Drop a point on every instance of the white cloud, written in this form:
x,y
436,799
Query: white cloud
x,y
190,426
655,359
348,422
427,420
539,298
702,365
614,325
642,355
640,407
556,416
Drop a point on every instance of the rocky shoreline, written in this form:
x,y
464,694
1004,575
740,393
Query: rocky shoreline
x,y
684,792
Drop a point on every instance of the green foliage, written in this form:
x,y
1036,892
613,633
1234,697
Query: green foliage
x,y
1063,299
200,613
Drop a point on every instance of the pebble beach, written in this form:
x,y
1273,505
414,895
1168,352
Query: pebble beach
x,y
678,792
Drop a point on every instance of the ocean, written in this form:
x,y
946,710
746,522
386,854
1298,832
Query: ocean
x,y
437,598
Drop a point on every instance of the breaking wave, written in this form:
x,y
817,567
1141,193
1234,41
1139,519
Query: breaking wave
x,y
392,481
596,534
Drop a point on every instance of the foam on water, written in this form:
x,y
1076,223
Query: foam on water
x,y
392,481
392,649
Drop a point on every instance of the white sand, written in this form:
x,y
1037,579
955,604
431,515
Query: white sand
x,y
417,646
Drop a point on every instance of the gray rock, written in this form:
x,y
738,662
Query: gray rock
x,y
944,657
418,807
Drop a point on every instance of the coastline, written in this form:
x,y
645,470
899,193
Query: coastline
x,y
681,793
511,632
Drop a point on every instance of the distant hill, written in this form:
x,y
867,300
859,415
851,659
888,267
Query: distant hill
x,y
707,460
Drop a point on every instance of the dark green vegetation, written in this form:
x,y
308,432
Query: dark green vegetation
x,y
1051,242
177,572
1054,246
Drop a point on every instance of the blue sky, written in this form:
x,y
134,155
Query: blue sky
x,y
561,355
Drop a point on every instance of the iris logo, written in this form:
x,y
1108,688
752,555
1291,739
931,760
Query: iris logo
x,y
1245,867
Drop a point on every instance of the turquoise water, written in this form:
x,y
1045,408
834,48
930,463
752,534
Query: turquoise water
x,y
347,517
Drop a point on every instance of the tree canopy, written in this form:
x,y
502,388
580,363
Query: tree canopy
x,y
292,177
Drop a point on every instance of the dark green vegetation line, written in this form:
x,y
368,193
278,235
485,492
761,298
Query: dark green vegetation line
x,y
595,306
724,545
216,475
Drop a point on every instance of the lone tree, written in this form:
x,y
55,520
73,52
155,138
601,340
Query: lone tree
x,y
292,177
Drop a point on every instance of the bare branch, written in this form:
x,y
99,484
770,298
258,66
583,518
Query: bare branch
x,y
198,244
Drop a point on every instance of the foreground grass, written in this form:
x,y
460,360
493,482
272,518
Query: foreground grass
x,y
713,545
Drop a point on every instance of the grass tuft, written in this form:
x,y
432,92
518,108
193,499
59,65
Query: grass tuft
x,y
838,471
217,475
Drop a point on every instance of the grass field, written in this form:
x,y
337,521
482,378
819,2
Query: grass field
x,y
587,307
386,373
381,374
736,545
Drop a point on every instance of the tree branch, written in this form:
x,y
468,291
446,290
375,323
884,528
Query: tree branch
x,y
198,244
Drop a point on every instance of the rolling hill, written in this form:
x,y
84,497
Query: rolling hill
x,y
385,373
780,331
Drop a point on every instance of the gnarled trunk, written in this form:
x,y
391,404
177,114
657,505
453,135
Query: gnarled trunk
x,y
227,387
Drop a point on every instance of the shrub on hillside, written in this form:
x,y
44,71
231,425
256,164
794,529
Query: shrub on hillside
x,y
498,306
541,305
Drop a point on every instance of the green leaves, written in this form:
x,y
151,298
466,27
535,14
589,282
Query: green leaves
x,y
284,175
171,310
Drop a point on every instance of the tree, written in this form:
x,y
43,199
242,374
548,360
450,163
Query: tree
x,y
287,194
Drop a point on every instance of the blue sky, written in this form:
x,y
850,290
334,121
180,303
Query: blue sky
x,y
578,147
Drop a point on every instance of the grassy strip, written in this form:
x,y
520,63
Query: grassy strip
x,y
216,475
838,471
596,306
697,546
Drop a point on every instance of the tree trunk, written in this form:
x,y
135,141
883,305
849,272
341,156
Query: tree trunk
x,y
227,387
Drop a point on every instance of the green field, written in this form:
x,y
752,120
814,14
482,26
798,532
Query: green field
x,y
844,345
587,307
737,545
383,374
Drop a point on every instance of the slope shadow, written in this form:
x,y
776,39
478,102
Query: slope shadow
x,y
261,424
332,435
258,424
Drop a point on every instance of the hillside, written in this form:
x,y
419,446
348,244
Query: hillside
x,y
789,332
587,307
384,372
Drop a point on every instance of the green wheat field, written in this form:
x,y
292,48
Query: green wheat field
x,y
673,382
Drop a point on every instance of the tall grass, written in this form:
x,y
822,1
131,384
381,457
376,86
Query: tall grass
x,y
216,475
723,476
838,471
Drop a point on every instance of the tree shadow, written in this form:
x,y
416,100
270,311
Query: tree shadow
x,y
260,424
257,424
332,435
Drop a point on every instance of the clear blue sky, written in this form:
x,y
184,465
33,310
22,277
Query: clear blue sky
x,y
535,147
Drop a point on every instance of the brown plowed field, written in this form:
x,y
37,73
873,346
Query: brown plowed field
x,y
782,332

# [Problem to work on]
Return every entry verbatim.

# [Solution to the problem]
Drop a point on every instance of the white cloud, written in this form:
x,y
436,799
Query: white cloud
x,y
190,426
655,359
348,422
427,420
539,298
702,365
614,325
642,355
640,407
556,416
Drop a point on every instance of the rocky shoreline, written in this form:
x,y
464,694
1004,575
740,393
Query: rocky shoreline
x,y
684,792
Drop a point on every instance of the green foliage, written in this form:
x,y
1036,892
613,633
1234,697
Query: green foliage
x,y
1063,299
200,613
Drop a point on every instance of the pebble beach, written in this form:
x,y
1273,505
414,895
1168,352
Query: pebble beach
x,y
678,792
Drop a point on every instance of the ocean, written in this form:
x,y
946,710
746,522
386,854
1298,832
Query: ocean
x,y
437,598
Drop a point on every instance of the breaking wave, written in this form:
x,y
817,567
1141,193
1234,41
1139,519
Query: breaking wave
x,y
392,481
596,534
Drop a point on every instance of the foam on water, written in this form:
x,y
1076,223
Query: foam on water
x,y
392,481
392,649
Drop a point on every instance of the white sand, written in this form:
x,y
1037,579
955,604
431,515
Query: white sand
x,y
417,646
Drop a point on every instance of the gray rock, written in this form:
x,y
738,662
Query: gray rock
x,y
944,657
418,807
Drop a point on every instance of the coastline, written in this form:
x,y
645,470
899,193
Query: coastline
x,y
681,793
511,632
Drop a point on every instance of the distant hill, written in this form:
x,y
867,300
859,415
851,659
888,267
Query: distant hill
x,y
707,460
Drop a point on every instance of the dark green vegetation, written in this form:
x,y
308,432
Query: dark green vegetation
x,y
1051,242
177,572
1054,246
Drop a point on every instance of the blue sky, written in this form:
x,y
134,155
Query: blue sky
x,y
561,355
Drop a point on every instance of the iris logo, written in this form:
x,y
1108,688
752,555
1291,739
931,760
Query: iris logo
x,y
1245,867
Drop a point on every instance of the turquoise water, written in this form:
x,y
1045,408
834,48
930,463
752,534
Query: turquoise water
x,y
347,517
Drop a point on every instance of the tree canopy, written in this form:
x,y
502,388
580,363
Query: tree canopy
x,y
292,177
Drop a point on every instance of the dark green vegetation line, written in this form:
x,y
368,193
278,235
485,492
761,298
Query: dark green vegetation line
x,y
595,306
724,545
216,475
Drop a point on every instance of the lone tree, written in this form:
x,y
55,520
73,52
155,138
601,340
Query: lone tree
x,y
292,177
Drop a point on every instance of the bare branch, written in this form:
x,y
99,484
770,298
258,66
583,518
Query: bare branch
x,y
198,244
Drop a point on every instance of the foreground grass, written in this form:
x,y
460,360
493,482
272,518
Query: foreground grass
x,y
713,545
Drop a point on every instance of the grass tuft, written in this form:
x,y
432,92
518,108
193,499
59,65
Query: grass tuft
x,y
838,471
217,475
Drop a point on every instance of the grass field, written in this form:
x,y
337,521
482,378
819,2
Query: grass field
x,y
587,307
386,373
381,374
736,545
Drop a point on every instance of the tree branch, written in this form:
x,y
468,291
446,290
375,323
884,528
Query: tree branch
x,y
198,244
Drop a point on every instance of the rolling hill, written in this form:
x,y
84,497
Query: rolling hill
x,y
385,373
780,331
Drop a point on every instance of the gnarled trunk, written in this form:
x,y
391,404
177,114
657,505
453,135
Query: gnarled trunk
x,y
227,387
Drop a point on every instance of the shrub on hillside, written in this form:
x,y
44,71
231,425
256,164
794,529
Query: shrub on hillside
x,y
498,306
541,305
Drop a point on every instance of the green leaves, written in this form:
x,y
151,298
466,27
535,14
589,282
Query: green leaves
x,y
284,175
171,310
Drop a point on every instance of the tree, written in this form:
x,y
43,199
242,374
548,360
450,163
Query: tree
x,y
287,194
Drop a point on every instance of the blue sky, written in this form:
x,y
850,290
334,121
180,303
Query: blue sky
x,y
578,147
Drop a point on every instance of the grassy strip, written in this form:
x,y
520,63
Query: grassy strip
x,y
216,475
838,471
596,306
697,546
Drop a point on every instance of the tree trunk, written in this form:
x,y
135,141
883,305
849,272
341,156
Query: tree trunk
x,y
227,387
Drop a point on every instance of the green field, written in this form:
x,y
752,120
814,14
482,26
798,532
Query: green field
x,y
844,345
587,307
737,545
383,374
Drop a point on every instance of the slope shadow, written in this form:
x,y
776,39
478,102
Query: slope shadow
x,y
261,424
332,435
258,424
Drop a point on every instance of the hillside, written in this form:
x,y
419,446
348,244
Query: hillside
x,y
789,332
587,307
384,372
Drop a point on every instance of the green wheat field, written in this form:
x,y
292,48
Query: green wheat field
x,y
673,382
Drop a point on every instance of the tall grass, written in this form:
x,y
822,1
131,384
381,457
376,86
Query: tall grass
x,y
216,475
723,476
838,471
Drop a point on every instance of the tree shadow, written in this form:
x,y
416,100
270,311
Query: tree shadow
x,y
260,424
257,424
332,435
Drop a point on every instance of the clear blue sky, written in this form:
x,y
184,465
33,310
22,277
Query: clear blue sky
x,y
535,147
Drop a point on every instance of the brown plowed field, written in this form:
x,y
37,73
873,346
Query: brown plowed field
x,y
782,332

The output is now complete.